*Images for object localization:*

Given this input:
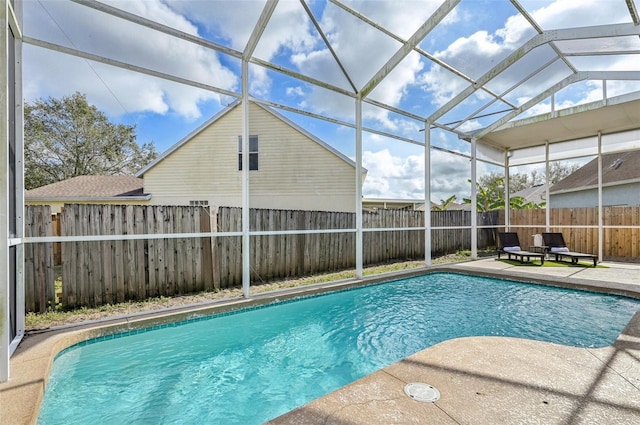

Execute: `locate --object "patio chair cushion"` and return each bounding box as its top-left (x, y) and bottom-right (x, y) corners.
top-left (550, 247), bottom-right (570, 253)
top-left (503, 246), bottom-right (521, 252)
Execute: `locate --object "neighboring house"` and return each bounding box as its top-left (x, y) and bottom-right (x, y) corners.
top-left (511, 183), bottom-right (547, 206)
top-left (362, 198), bottom-right (427, 211)
top-left (550, 150), bottom-right (640, 208)
top-left (25, 175), bottom-right (149, 213)
top-left (26, 100), bottom-right (366, 213)
top-left (137, 100), bottom-right (364, 213)
top-left (443, 202), bottom-right (471, 211)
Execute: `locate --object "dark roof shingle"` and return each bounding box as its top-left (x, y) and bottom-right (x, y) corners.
top-left (550, 150), bottom-right (640, 193)
top-left (25, 175), bottom-right (144, 199)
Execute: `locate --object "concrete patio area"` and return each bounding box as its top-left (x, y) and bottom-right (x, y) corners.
top-left (1, 259), bottom-right (639, 425)
top-left (269, 260), bottom-right (640, 425)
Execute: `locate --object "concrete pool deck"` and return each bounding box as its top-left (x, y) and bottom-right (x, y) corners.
top-left (269, 259), bottom-right (640, 424)
top-left (1, 258), bottom-right (639, 425)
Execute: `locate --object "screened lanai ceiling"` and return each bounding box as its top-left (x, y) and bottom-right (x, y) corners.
top-left (23, 0), bottom-right (640, 154)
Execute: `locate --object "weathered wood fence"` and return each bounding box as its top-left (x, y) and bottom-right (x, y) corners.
top-left (214, 207), bottom-right (497, 285)
top-left (508, 207), bottom-right (640, 261)
top-left (25, 204), bottom-right (500, 311)
top-left (23, 203), bottom-right (640, 312)
top-left (60, 204), bottom-right (213, 310)
top-left (32, 203), bottom-right (640, 311)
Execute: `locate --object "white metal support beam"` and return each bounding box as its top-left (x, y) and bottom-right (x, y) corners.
top-left (240, 0), bottom-right (277, 297)
top-left (355, 98), bottom-right (363, 278)
top-left (11, 0), bottom-right (24, 359)
top-left (504, 150), bottom-right (510, 230)
top-left (474, 70), bottom-right (640, 139)
top-left (474, 73), bottom-right (583, 138)
top-left (23, 37), bottom-right (241, 99)
top-left (545, 142), bottom-right (550, 232)
top-left (597, 132), bottom-right (603, 263)
top-left (470, 137), bottom-right (478, 260)
top-left (241, 59), bottom-right (250, 298)
top-left (299, 0), bottom-right (357, 93)
top-left (243, 0), bottom-right (278, 60)
top-left (452, 55), bottom-right (560, 131)
top-left (510, 0), bottom-right (578, 74)
top-left (626, 0), bottom-right (640, 24)
top-left (428, 22), bottom-right (640, 124)
top-left (424, 123), bottom-right (431, 267)
top-left (71, 0), bottom-right (242, 59)
top-left (75, 0), bottom-right (354, 98)
top-left (1, 0), bottom-right (22, 384)
top-left (359, 0), bottom-right (459, 98)
top-left (1, 0), bottom-right (10, 384)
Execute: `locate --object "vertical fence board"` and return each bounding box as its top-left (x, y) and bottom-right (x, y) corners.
top-left (24, 206), bottom-right (54, 312)
top-left (146, 206), bottom-right (158, 297)
top-left (201, 207), bottom-right (214, 292)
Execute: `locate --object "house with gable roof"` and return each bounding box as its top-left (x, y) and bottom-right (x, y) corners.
top-left (27, 100), bottom-right (365, 213)
top-left (137, 100), bottom-right (364, 212)
top-left (549, 150), bottom-right (640, 208)
top-left (25, 175), bottom-right (148, 213)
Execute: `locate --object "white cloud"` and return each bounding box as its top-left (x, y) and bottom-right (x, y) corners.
top-left (530, 0), bottom-right (631, 29)
top-left (365, 52), bottom-right (425, 128)
top-left (362, 149), bottom-right (424, 198)
top-left (348, 0), bottom-right (451, 39)
top-left (24, 0), bottom-right (238, 119)
top-left (418, 0), bottom-right (633, 117)
top-left (286, 86), bottom-right (305, 97)
top-left (419, 28), bottom-right (527, 107)
top-left (291, 3), bottom-right (437, 131)
top-left (170, 1), bottom-right (320, 96)
top-left (362, 148), bottom-right (470, 202)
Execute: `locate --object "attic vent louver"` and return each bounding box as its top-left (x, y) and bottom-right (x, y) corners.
top-left (610, 158), bottom-right (623, 170)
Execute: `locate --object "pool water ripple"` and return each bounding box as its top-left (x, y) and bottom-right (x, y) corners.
top-left (38, 273), bottom-right (640, 425)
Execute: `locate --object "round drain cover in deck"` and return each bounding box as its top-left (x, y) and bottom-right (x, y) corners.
top-left (404, 382), bottom-right (440, 402)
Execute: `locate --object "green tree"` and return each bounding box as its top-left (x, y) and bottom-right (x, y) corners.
top-left (508, 172), bottom-right (533, 193)
top-left (477, 162), bottom-right (580, 202)
top-left (548, 161), bottom-right (581, 184)
top-left (432, 194), bottom-right (457, 211)
top-left (463, 177), bottom-right (545, 212)
top-left (25, 92), bottom-right (158, 189)
top-left (463, 177), bottom-right (505, 212)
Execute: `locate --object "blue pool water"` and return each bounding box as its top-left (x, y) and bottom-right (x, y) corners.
top-left (38, 273), bottom-right (639, 424)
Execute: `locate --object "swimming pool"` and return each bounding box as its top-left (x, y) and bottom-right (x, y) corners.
top-left (37, 272), bottom-right (640, 424)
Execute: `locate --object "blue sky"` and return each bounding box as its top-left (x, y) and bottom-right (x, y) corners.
top-left (22, 0), bottom-right (639, 202)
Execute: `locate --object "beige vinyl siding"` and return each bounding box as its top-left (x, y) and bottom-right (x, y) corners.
top-left (144, 102), bottom-right (358, 212)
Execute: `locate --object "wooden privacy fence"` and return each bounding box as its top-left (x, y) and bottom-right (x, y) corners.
top-left (214, 208), bottom-right (498, 287)
top-left (24, 204), bottom-right (640, 312)
top-left (508, 206), bottom-right (640, 260)
top-left (60, 204), bottom-right (213, 309)
top-left (25, 204), bottom-right (498, 311)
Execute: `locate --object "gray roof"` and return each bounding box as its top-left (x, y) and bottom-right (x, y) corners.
top-left (25, 175), bottom-right (147, 200)
top-left (512, 184), bottom-right (547, 205)
top-left (550, 150), bottom-right (640, 193)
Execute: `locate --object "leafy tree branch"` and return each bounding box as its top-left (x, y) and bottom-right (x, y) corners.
top-left (25, 92), bottom-right (158, 189)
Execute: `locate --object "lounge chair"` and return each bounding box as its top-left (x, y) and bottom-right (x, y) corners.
top-left (542, 232), bottom-right (598, 267)
top-left (497, 232), bottom-right (545, 265)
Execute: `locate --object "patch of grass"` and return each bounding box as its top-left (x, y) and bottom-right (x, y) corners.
top-left (25, 296), bottom-right (177, 330)
top-left (497, 259), bottom-right (607, 268)
top-left (25, 253), bottom-right (474, 331)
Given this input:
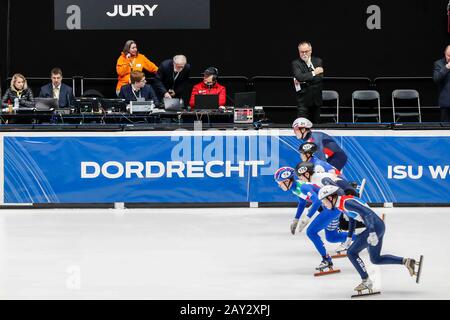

*About this task:*
Retype the data above as given, letting no picture into the copy.

*Reply to the exercise:*
Given this input:

Execute: `locate --object "patio chair cushion"` and return each bounding box as its top-left (x, y) and bottom-right (x, y) corners.
top-left (550, 247), bottom-right (570, 253)
top-left (503, 246), bottom-right (521, 252)
Execute: `locate --object "neighboring house"` and return each bounding box as its top-left (x, y) and bottom-right (x, y) corners.
top-left (511, 183), bottom-right (547, 206)
top-left (362, 198), bottom-right (427, 211)
top-left (550, 150), bottom-right (640, 208)
top-left (25, 175), bottom-right (149, 213)
top-left (26, 100), bottom-right (366, 213)
top-left (137, 100), bottom-right (364, 213)
top-left (443, 202), bottom-right (471, 211)
Execute: `locate --object "dark roof shingle"` and return each bounding box as its top-left (x, y) and bottom-right (x, y) corners.
top-left (550, 150), bottom-right (640, 193)
top-left (25, 175), bottom-right (144, 199)
Execute: `locate --object "concrete patio area"` and return each bounding box as its top-left (x, y) and bottom-right (x, y) corners.
top-left (1, 259), bottom-right (639, 425)
top-left (269, 260), bottom-right (640, 425)
Execute: `locate --object "concrete pool deck"` and return each bounding box as its top-left (x, y) and bottom-right (x, y) corners.
top-left (269, 259), bottom-right (640, 424)
top-left (1, 258), bottom-right (639, 425)
Execute: `locate --object "screened lanai ceiling"` and return each bounding box as its top-left (x, y) and bottom-right (x, y) corners.
top-left (23, 0), bottom-right (640, 154)
Execute: `locate --object "weathered wood fence"` and return each bounding box as its top-left (x, y) and bottom-right (x, y) corners.
top-left (214, 207), bottom-right (497, 285)
top-left (508, 207), bottom-right (640, 261)
top-left (25, 204), bottom-right (500, 311)
top-left (23, 203), bottom-right (640, 312)
top-left (60, 204), bottom-right (213, 310)
top-left (32, 203), bottom-right (640, 311)
Execute: `locate --object "white metal support beam"` and return each bounding box as its top-left (x, y) and bottom-right (x, y) corners.
top-left (240, 0), bottom-right (277, 297)
top-left (355, 98), bottom-right (363, 278)
top-left (11, 0), bottom-right (24, 359)
top-left (504, 150), bottom-right (510, 230)
top-left (474, 70), bottom-right (640, 139)
top-left (474, 73), bottom-right (583, 138)
top-left (23, 37), bottom-right (241, 99)
top-left (545, 142), bottom-right (550, 232)
top-left (597, 132), bottom-right (603, 263)
top-left (470, 137), bottom-right (478, 260)
top-left (241, 59), bottom-right (250, 298)
top-left (299, 0), bottom-right (357, 93)
top-left (243, 0), bottom-right (278, 60)
top-left (452, 55), bottom-right (560, 131)
top-left (510, 0), bottom-right (578, 74)
top-left (626, 0), bottom-right (640, 24)
top-left (428, 22), bottom-right (640, 124)
top-left (424, 123), bottom-right (431, 267)
top-left (71, 0), bottom-right (242, 59)
top-left (75, 0), bottom-right (354, 98)
top-left (1, 0), bottom-right (22, 384)
top-left (359, 0), bottom-right (459, 98)
top-left (1, 0), bottom-right (10, 384)
Execute: `locate --object "vertical fence board"` and return each bounding box as its top-left (x, y) and bottom-right (x, y) corners.
top-left (24, 206), bottom-right (54, 312)
top-left (146, 206), bottom-right (158, 297)
top-left (201, 207), bottom-right (214, 292)
Execute: `locate --object "house with gable roof"` and return each bounding box as its top-left (x, y) and bottom-right (x, y) corners.
top-left (27, 100), bottom-right (365, 213)
top-left (137, 100), bottom-right (364, 212)
top-left (549, 150), bottom-right (640, 208)
top-left (25, 175), bottom-right (148, 213)
Execute: `locate --object "white cloud"` and return each bounding box as its top-left (x, y) and bottom-right (x, y) corners.
top-left (530, 0), bottom-right (631, 29)
top-left (365, 52), bottom-right (425, 128)
top-left (362, 149), bottom-right (424, 198)
top-left (348, 0), bottom-right (451, 39)
top-left (24, 0), bottom-right (238, 119)
top-left (418, 0), bottom-right (633, 117)
top-left (286, 86), bottom-right (305, 97)
top-left (419, 28), bottom-right (527, 107)
top-left (291, 3), bottom-right (437, 131)
top-left (170, 1), bottom-right (320, 96)
top-left (362, 148), bottom-right (470, 202)
Execute: `locate --object "attic vent louver"` and return each bounding box as its top-left (x, y) and bottom-right (x, y) corners.
top-left (610, 158), bottom-right (623, 170)
Execute: `locate --object "pool water ripple"` and return each bounding box as its top-left (x, y) and bottom-right (x, y) corners.
top-left (38, 273), bottom-right (640, 425)
Execute: `locate --object "round drain cover in deck"` and return each bounding box as its top-left (x, y) and bottom-right (x, y) corners.
top-left (404, 382), bottom-right (440, 402)
Execute: `locate --object "green tree"` and return each bounding box as its top-left (x, y) and bottom-right (x, y) corners.
top-left (508, 172), bottom-right (533, 193)
top-left (477, 162), bottom-right (580, 202)
top-left (548, 161), bottom-right (581, 184)
top-left (432, 194), bottom-right (457, 211)
top-left (463, 177), bottom-right (545, 212)
top-left (25, 92), bottom-right (158, 189)
top-left (463, 177), bottom-right (505, 212)
Execute: `locate --object "blue pool water"` and return each bounding box as its top-left (x, y) and bottom-right (x, y) corners.
top-left (38, 273), bottom-right (639, 424)
Execute: `locate --object "swimming pool"` and return each bounding box as its top-left (x, y) and bottom-right (x, y) corners.
top-left (37, 272), bottom-right (640, 424)
Execute: `locate --object "blue sky"` and return each bounding box as its top-left (x, y) and bottom-right (x, y) corners.
top-left (22, 0), bottom-right (639, 202)
Execute: `locate --object "beige vinyl siding"` and return each bounding box as its top-left (x, y) and bottom-right (x, y) corners.
top-left (144, 102), bottom-right (358, 212)
Execute: `locate --object "wooden privacy fence"` and return each bounding box as its top-left (x, y) and bottom-right (x, y) corners.
top-left (214, 208), bottom-right (498, 287)
top-left (24, 204), bottom-right (640, 312)
top-left (508, 206), bottom-right (640, 260)
top-left (60, 204), bottom-right (213, 309)
top-left (25, 204), bottom-right (498, 311)
Execute: `locate --object "gray roof"` and return each bounding box as its top-left (x, y) and bottom-right (x, y) corners.
top-left (25, 175), bottom-right (147, 200)
top-left (512, 184), bottom-right (547, 205)
top-left (550, 150), bottom-right (640, 193)
Execute: `locate --object "leafy tree branch"` and return each bounding box as its top-left (x, y) and bottom-right (x, y) corners.
top-left (25, 92), bottom-right (158, 189)
Execute: `locate --object "lounge chair"` and return each bounding box as its top-left (x, y) and bottom-right (x, y) corners.
top-left (542, 232), bottom-right (598, 267)
top-left (497, 232), bottom-right (545, 265)
Execute: `locate --object "patch of grass"` and return each bounding box as its top-left (x, y) and bottom-right (x, y) corners.
top-left (25, 296), bottom-right (177, 330)
top-left (497, 259), bottom-right (607, 268)
top-left (25, 253), bottom-right (474, 331)
Given this input:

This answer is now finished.